TEXTE FOURNI -
- - - - -

La série d’articles du Post révèle que l’individu qui joue le rôle de premier plan dans ce programme d’assassinat étatique est John Brennan, un ancien haut responsable de la Central Intelligence Agency (CIA) approché par Obama pour être son conseiller du contre-terrorisme.
Dans la période qui a précédé son investiture, Obama avait tenté de nommer Brennan en tant que nouveau directeur de la CIA. Cependant, il a été forcé de reculer devant la colère populaire qui voyait le candidat de l’ « espoir » et du « changement » offrir un poste à un vestige des années de Bush qui était profondément impliqué dans les politiques de torture, de détention indéfinie, de déportation extraordinaire et de dissimulation.
Ce qui émerge du reportage du Post est que Brennan a, dans le cadre de son rôle de conseiller à la Maison-Blanche, amassé plus de pouvoirs que le directeur de la CIA lui-même. Non élu et non assujetti à la ratification par le Congrès, Brennan exerce « un énorme pouvoir dans la prise de décision liée aux listes d’assassinats et au déploiement des drones, l’arme par excellence de la guerre », rapporte le Post.
Ceux qui mettent en oeuvre ces décisions sont des paramilitaires de la CIA et des commandos militaires de la Joint Special Operations Command (JSOC). Les activités de ce groupe sont ultra- secrètes et s’effectuent en dehors du commandement du Pentagone. JSOC a été décrit par un responsable militaire comme une « machine à tuer à échelle industrielle » et par d’autres comme « l’armée du président ».
Parmi les victimes de cette machine se trouvent des citoyens américains, incluant l’imam né au Nouveau-Mexique, Anwar al-Awlaki, qui a été tué par un missile de drone au Yémen en septembre 2011. Son fils de 16 ans, Abdulrahman al-Awlaki, ainsi que son cousin de 17 ans, ont été tués lors d’une autre attaque par drone deux semaines plus tard. Aucune accusation ni preuve n’a été apportée contre Anwar al-Awlaki pour un quelconque crime, excepté ses croyances et son discours. Aucun prétexte sérieux n’a été présenté pour le meurtre de son fils de 16 ans.
Dans une récente entrevue accordée à CNN, Obama a fait la remarque incroyable que les citoyens américains qui étaient pris pour cible dans ses opérations d’assassinat pouvaient profiter « de la protection de la Constitution et de l’application régulière de la loi ». Il n’est pas venu à l’esprit du journaliste de demander quelle section de la Constitution donne au président américain le pouvoir d’ordonner des exécutions sans porter d’accusation et sans prouver quoi que ce soit dans un tribunal.
Ce qu’Obama entend par « application régulière de la loi » est son approbation des décisions prises par Brennan, les agents de la CIA et l’état-major lors des rencontres hebdomadaires à la Maison-Blanche pour établir des « listes d’assassinats ». Ces rencontres sont appelées cyniquement les « mardis du terrorisme » (terror Tuesdays).

- - - - -

CONSIGNE A - Restituez à l'identique le passage des enregistrements allant de leur début jusqu'à la ligne contenant « xmin=311 ymin=412 xmax=438 ymax=505 », celle-ci comprise.

DONNÉES FOURNIES -
- - - - -

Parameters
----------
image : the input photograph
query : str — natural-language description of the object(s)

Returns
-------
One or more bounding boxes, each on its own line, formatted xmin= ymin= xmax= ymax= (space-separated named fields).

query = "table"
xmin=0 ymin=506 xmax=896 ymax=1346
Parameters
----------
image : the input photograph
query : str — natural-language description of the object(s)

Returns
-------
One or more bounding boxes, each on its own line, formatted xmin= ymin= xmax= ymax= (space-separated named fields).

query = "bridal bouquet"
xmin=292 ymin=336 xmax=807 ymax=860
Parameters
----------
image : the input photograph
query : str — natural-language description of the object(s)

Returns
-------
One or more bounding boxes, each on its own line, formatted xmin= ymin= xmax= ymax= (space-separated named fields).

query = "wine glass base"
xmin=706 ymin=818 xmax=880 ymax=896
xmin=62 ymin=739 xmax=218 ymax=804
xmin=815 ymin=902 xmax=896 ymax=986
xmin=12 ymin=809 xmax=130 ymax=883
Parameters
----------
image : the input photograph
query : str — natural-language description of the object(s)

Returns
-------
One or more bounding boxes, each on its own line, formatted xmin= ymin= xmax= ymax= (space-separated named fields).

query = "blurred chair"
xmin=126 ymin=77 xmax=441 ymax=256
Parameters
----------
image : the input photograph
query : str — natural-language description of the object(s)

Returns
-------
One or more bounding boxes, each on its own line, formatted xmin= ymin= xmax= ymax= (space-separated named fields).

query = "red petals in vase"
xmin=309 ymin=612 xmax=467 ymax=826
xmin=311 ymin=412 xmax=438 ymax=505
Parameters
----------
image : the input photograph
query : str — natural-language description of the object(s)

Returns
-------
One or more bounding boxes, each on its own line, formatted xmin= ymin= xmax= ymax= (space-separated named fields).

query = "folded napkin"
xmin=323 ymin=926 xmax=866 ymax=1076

- - - - -

CONSIGNE B - Résumez en deux phrases le texte sur le rôle de John Brennan.

RÉPONSE ATTENDUE A -
Parameters
----------
image : the input photograph
query : str — natural-language description of the object(s)

Returns
-------
One or more bounding boxes, each on its own line, formatted xmin= ymin= xmax= ymax= (space-separated named fields).

query = "table"
xmin=0 ymin=506 xmax=896 ymax=1346
Parameters
----------
image : the input photograph
query : str — natural-language description of the object(s)

Returns
-------
One or more bounding boxes, each on its own line, formatted xmin= ymin= xmax= ymax= (space-separated named fields).

query = "bridal bouquet"
xmin=292 ymin=336 xmax=807 ymax=860
Parameters
----------
image : the input photograph
query : str — natural-language description of the object(s)

Returns
-------
One or more bounding boxes, each on its own line, formatted xmin= ymin= xmax= ymax= (space-separated named fields).

query = "wine glass base"
xmin=706 ymin=818 xmax=880 ymax=896
xmin=62 ymin=739 xmax=218 ymax=804
xmin=815 ymin=902 xmax=896 ymax=986
xmin=12 ymin=809 xmax=130 ymax=883
Parameters
----------
image : the input photograph
query : str — natural-language description of the object(s)

Returns
-------
One or more bounding boxes, each on its own line, formatted xmin= ymin= xmax= ymax= (space-separated named fields).

query = "blurred chair"
xmin=126 ymin=77 xmax=441 ymax=256
Parameters
----------
image : the input photograph
query : str — natural-language description of the object(s)

Returns
-------
One or more bounding boxes, each on its own line, formatted xmin= ymin= xmax= ymax= (space-separated named fields).

query = "red petals in vase"
xmin=309 ymin=612 xmax=467 ymax=826
xmin=311 ymin=412 xmax=438 ymax=505

RÉPONSE ATTENDUE B - Selon les articles du Post, John Brennan, conseiller du contre-terrorisme d'Obama, non élu et non assujetti à la ratification par le Congrès, exerce un énorme pouvoir sur les listes d'assassinats et le déploiement des drones, décisions mises en œuvre par des paramilitaires de la CIA et des commandos du JSOC. Parmi les victimes figurent des citoyens américains comme Anwar al-Awlaki, tué par un drone au Yémen sans accusation ni preuve, et son fils de 16 ans, alors qu'Obama affirme que ces cibles profitent de la protection de la Constitution.